:: TEXT EXCERPT ::

Other News Materials 11 December 2008 17:29 (UTC +04:00)

Pope Benedict XVI has attacked financial greed, the arms race and unjust trade practices, which he identified as the root causes of poverty, in a document issued by the Vatican on Thursday.

The pontiff's words are contained in a message for the Roman Catholic Church's traditional January 1, World Day of Peace, which for 2009 is themed: Fighting Poverty to Build Peace, reported dpa.

In his most outspoken and detailed analysis of poverty since his 2005 election, Benedict also focused on the current food crisis which, according to United Nations data published this week, has increased the number of hungry people to almost 1 billion.

Hunger is not caused by a shortage of food, but rather "difficulty in gaining access to it and by different forms of speculation," the pontiff said.

As for the current financial crisis, Benedict said that global markets, which are dominated by developed nations, are based "upon short-term thinking which aims at increasing the value of financial operations and concentrates on the technical management of various forms of risk."

Instead greater co-operation is needed between rich and poor countries to establish fairer trade practices and support for "fighting crime and fostering a culture of legality," Benedict said.

But the pontiff, in an apparent reference to communism and similar ideologies, warned against "the illusion that a policy of mere redistribution of existing wealth can definitively resolve" poverty.

"Wealth creation ... must be kept in mind if the fight against material poverty is to be effective in the long term," the pontiff said.

The pope also defined what he described as "moral and spiritual poverty," which, he suggested, is as widespread in the developed world as in poor nations.

In this context, Benedict defended the Catholic Church's opposition to abortion, and took issue with humanitarian groups who advocate the termination of pregnancy as a means to control population growth or to assert human rights.

"The extermination of millions of unborn children in the name of the fight against poverty, actually constitutes the destruction of the poorest of all human beings," Benedict said in the message.

Commenting on the pontiff's words, the head of the Vatican's social justice department, Cardinal Renato Raffaele Martino, said 45 million innocents" die because of abortion each year.

Benedict also referred to the fight against AIDS which he said could only be done effectively if "moral issues connected with the spread of the (HIV) virus are also addressed."

Referring to Catholic opposition to the use of condoms, including as a means to prevent the spread of AIDS, Martino said the Pope was again stressing a "sexual ethic" which for the Church sees sexual relations confined within marriage between men and women.

:: EXERCISE INSTRUCTIONS ::
a: Using the news report on the Pope's World Day of Peace message, answer these:
(i) What is the theme of the 2009 World Day of Peace?
(ii) According to United Nations data published that week, the number of hungry people has risen to nearly how many?
(iii) Who heads the Vatican's social justice department?
b: In the news report on the Pope's World Day of Peace message, copy word for word everything from "In this context, Benedict" down to "assert human rights.".

:: Saved entries ::
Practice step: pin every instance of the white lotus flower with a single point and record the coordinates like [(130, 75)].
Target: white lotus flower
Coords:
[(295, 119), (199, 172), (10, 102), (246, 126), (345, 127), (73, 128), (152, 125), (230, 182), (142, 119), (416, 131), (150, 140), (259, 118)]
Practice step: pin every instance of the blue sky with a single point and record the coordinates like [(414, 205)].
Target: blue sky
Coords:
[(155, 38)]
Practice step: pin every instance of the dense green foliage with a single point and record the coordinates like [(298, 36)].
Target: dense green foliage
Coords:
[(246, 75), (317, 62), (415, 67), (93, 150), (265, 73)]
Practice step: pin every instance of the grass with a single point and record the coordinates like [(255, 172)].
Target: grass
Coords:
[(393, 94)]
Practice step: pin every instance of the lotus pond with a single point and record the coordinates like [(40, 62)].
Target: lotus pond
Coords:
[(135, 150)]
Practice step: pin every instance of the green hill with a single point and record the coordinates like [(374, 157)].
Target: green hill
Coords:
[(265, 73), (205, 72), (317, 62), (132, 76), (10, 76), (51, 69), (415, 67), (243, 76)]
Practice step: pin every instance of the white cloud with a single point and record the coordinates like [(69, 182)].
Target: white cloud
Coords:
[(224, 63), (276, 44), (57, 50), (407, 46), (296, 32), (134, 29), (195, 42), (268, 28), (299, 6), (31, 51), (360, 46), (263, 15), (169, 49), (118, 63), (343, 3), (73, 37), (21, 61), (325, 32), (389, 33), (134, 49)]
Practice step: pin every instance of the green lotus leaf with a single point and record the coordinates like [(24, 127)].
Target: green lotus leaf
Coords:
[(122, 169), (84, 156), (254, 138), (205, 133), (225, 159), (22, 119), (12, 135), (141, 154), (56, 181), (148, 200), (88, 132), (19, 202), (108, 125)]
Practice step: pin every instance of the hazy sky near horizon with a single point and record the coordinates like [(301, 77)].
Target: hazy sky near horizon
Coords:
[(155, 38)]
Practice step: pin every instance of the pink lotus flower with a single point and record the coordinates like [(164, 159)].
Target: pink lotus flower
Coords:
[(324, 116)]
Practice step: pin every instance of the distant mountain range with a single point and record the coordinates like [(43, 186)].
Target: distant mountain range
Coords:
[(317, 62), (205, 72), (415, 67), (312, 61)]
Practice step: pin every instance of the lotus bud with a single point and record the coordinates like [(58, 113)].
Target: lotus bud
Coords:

:: TASK-BY-TASK SOLUTIONS ::
a:
(i) Fighting Poverty to Build Peace
(ii) Almost 1 billion
(iii) Cardinal Renato Raffaele Martino

b:
In this context, Benedict defended the Catholic Church's opposition to abortion, and took issue with humanitarian groups who advocate the termination of pregnancy as a means to control population growth or to assert human rights.